Problem details: Give back all the data below exactly as it is shown.

Dataset records:
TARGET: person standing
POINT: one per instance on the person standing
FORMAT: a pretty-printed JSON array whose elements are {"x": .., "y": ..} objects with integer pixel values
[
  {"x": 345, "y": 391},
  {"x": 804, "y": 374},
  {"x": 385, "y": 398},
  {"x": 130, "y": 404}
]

Output for this task:
TARGET: person standing
POINT: one per instance on the person standing
FORMAT: a pretty-printed JSON array whose elements are {"x": .., "y": ..} objects with integer pixel values
[
  {"x": 345, "y": 391},
  {"x": 804, "y": 374},
  {"x": 385, "y": 398},
  {"x": 130, "y": 404}
]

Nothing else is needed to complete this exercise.